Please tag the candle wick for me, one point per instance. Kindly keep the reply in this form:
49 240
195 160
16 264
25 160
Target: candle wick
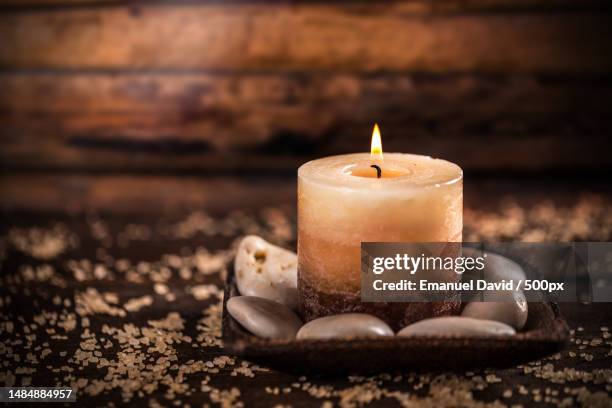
378 170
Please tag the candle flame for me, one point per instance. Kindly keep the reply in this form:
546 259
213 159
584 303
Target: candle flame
376 146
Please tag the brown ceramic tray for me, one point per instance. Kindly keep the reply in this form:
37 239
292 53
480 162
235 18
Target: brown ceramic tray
545 333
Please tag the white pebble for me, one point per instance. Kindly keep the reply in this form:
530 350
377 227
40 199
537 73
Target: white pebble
267 271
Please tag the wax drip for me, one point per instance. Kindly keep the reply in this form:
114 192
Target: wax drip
378 170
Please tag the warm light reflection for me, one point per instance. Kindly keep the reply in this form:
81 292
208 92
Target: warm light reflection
376 147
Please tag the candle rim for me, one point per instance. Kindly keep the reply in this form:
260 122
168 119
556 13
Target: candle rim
405 181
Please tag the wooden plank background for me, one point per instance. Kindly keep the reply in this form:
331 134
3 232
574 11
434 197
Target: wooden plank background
108 86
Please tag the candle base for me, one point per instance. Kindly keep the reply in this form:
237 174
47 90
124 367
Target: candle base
315 303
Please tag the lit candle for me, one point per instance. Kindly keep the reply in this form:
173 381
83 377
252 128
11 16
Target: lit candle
348 199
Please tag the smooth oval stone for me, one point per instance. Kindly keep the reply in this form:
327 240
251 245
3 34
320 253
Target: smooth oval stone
497 267
267 271
454 325
263 317
504 306
345 325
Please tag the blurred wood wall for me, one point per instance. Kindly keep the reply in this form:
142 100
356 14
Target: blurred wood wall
212 86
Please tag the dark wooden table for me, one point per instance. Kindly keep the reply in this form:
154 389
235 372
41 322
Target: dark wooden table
125 308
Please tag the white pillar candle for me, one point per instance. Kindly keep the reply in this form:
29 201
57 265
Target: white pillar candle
342 202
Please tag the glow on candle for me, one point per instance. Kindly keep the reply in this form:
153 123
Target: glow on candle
376 145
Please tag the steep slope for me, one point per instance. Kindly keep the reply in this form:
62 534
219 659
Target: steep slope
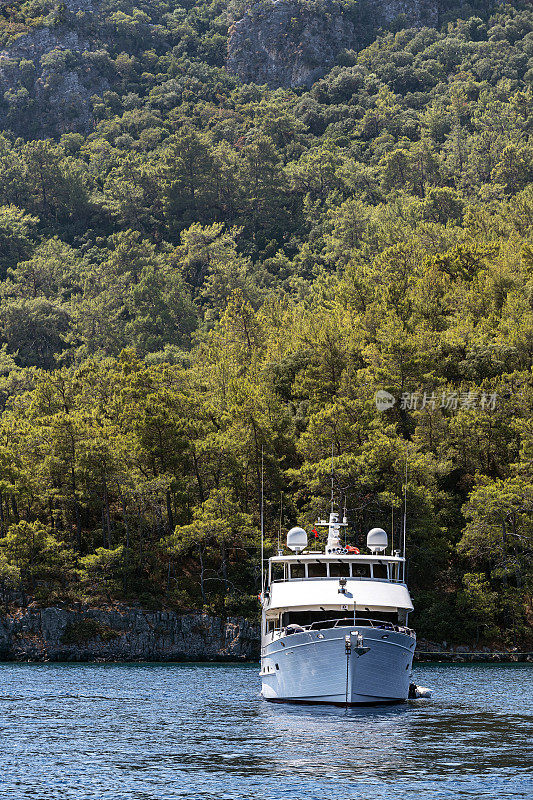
292 43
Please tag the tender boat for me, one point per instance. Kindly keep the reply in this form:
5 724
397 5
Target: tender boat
334 623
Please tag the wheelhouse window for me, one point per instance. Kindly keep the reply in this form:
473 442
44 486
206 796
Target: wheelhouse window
361 570
297 571
339 569
317 570
380 571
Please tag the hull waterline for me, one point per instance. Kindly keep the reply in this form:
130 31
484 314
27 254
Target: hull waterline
317 667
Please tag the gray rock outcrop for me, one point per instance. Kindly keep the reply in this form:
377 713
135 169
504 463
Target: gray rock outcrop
124 634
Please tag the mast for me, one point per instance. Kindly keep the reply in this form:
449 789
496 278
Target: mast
262 519
280 523
332 480
405 508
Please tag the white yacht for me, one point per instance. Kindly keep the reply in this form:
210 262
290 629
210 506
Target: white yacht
334 623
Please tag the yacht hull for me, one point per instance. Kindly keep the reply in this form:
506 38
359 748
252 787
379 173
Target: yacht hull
317 667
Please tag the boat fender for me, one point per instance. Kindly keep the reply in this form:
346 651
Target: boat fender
416 692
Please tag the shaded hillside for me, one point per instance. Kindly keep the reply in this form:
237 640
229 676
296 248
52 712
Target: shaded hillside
217 268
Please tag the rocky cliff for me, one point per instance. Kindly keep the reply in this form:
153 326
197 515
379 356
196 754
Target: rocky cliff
123 634
292 43
49 73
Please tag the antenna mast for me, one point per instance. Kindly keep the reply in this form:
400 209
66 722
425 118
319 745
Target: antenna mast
280 523
332 479
262 519
405 507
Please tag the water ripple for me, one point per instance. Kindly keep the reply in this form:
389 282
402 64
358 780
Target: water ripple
196 731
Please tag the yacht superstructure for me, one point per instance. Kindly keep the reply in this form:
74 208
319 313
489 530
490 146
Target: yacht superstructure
334 623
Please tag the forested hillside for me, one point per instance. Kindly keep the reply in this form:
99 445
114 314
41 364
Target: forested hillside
194 270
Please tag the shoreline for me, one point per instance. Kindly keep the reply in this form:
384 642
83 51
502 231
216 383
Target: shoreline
124 634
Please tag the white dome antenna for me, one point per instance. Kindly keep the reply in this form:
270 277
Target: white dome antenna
297 539
377 540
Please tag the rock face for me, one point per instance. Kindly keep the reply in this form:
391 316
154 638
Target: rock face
124 634
286 43
48 75
292 43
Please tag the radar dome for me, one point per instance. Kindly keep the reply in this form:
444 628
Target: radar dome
296 539
377 540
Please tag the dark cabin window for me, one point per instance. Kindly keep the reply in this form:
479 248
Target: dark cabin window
340 570
361 570
297 571
316 570
380 571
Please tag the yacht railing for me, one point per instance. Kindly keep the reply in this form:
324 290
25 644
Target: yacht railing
350 621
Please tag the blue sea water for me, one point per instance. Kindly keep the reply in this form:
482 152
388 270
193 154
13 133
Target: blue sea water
164 731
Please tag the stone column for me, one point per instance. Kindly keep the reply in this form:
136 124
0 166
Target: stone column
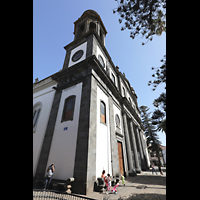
137 166
140 149
128 145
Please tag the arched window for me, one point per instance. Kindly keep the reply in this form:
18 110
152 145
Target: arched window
117 121
68 110
36 113
92 26
103 112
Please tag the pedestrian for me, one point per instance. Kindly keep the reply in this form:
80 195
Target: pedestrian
49 175
159 167
153 169
108 182
103 174
114 190
123 179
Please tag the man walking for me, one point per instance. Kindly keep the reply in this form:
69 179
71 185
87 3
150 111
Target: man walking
49 175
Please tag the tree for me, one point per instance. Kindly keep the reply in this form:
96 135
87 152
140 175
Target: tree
150 131
159 115
146 17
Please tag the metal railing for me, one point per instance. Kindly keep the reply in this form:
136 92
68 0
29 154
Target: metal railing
51 194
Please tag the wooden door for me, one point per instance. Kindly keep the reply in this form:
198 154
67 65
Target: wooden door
121 165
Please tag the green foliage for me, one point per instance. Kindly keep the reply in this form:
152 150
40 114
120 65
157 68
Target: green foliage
150 129
146 17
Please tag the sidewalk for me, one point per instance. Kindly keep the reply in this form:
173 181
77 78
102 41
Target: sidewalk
144 186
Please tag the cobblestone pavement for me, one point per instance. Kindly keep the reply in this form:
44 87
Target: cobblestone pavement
144 186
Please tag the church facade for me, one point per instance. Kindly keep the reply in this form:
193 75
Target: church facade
86 116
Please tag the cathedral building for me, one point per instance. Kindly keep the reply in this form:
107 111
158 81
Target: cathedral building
85 116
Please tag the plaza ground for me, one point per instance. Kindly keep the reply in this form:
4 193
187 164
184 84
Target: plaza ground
144 186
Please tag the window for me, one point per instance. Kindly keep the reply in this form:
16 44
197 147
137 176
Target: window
92 26
68 110
113 78
103 112
124 93
117 121
101 61
36 113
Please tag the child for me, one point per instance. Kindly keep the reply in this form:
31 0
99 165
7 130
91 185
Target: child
108 182
123 179
114 190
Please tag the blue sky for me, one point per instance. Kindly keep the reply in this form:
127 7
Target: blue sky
53 26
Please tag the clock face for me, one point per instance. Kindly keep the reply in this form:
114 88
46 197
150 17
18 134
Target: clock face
117 121
101 60
77 55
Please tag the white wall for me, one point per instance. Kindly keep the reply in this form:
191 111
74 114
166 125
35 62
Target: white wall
44 96
63 147
103 149
80 47
118 111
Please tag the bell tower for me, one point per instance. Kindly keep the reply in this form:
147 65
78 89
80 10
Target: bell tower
89 22
86 28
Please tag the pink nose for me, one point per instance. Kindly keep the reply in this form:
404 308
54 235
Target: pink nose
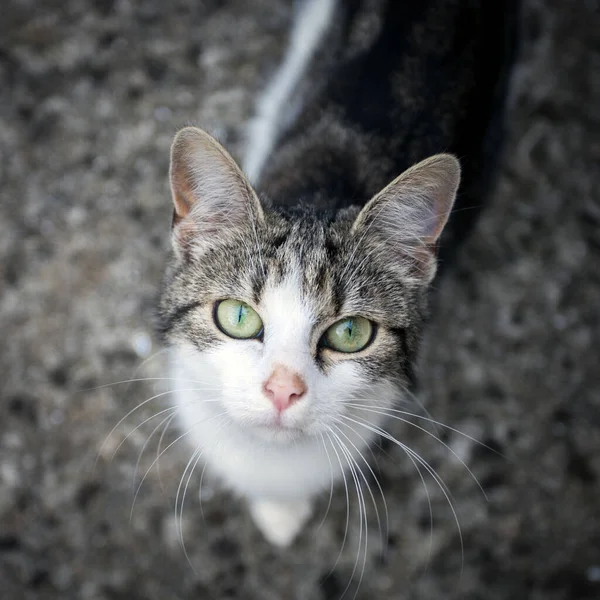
284 387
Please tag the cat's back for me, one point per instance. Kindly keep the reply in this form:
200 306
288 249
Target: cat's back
431 78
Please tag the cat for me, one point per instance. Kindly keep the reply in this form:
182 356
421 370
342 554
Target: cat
298 288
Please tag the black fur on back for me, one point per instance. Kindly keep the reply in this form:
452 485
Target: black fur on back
433 79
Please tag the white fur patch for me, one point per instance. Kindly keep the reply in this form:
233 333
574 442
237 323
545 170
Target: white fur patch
308 30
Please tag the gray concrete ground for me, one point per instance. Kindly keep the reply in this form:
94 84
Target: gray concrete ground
91 94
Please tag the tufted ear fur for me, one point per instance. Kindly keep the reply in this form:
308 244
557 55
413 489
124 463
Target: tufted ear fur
405 219
211 196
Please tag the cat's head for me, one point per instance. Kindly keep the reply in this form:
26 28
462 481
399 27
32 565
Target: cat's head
287 320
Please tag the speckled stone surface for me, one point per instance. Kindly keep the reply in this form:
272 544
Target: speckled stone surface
91 94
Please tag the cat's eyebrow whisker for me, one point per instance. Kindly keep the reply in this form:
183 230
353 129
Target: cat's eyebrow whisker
362 512
387 521
435 437
439 481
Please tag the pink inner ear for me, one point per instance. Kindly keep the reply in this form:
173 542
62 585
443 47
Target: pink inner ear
183 198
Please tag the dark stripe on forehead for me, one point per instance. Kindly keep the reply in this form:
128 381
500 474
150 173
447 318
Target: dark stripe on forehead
172 319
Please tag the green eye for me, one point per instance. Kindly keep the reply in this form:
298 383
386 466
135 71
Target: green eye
238 320
349 335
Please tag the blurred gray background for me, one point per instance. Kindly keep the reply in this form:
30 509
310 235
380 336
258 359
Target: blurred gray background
91 94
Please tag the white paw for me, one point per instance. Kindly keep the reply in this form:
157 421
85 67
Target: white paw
280 522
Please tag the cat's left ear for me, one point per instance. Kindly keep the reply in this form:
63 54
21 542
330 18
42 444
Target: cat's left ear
212 199
404 221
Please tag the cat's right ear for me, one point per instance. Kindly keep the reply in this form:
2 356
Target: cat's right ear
212 198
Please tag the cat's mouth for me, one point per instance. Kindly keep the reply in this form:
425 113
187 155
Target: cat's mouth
278 431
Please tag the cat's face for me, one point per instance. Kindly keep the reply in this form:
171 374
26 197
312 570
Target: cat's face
287 321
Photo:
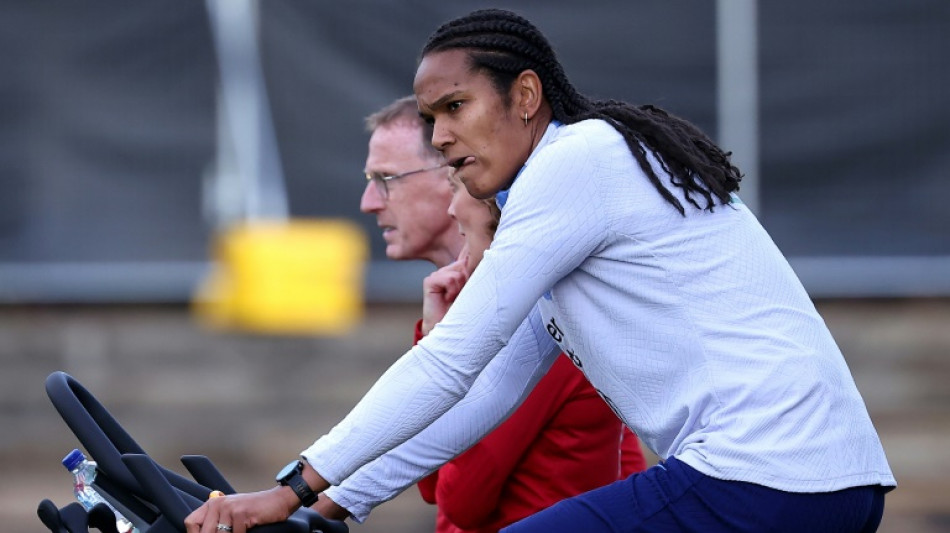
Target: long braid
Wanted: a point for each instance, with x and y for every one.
(504, 44)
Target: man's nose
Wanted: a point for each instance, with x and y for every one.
(372, 200)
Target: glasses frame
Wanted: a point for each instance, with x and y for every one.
(381, 182)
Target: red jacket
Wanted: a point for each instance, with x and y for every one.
(562, 441)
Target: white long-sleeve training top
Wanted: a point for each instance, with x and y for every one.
(693, 328)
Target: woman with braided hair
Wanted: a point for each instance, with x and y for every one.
(623, 243)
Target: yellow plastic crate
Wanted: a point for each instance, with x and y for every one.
(302, 276)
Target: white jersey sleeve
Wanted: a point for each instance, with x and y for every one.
(498, 391)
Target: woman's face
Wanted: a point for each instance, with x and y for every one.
(475, 221)
(485, 140)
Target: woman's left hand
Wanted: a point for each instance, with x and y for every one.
(237, 513)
○ ○ ○ ○
From the entries, find how many lines contain "long" and give the number alone.

2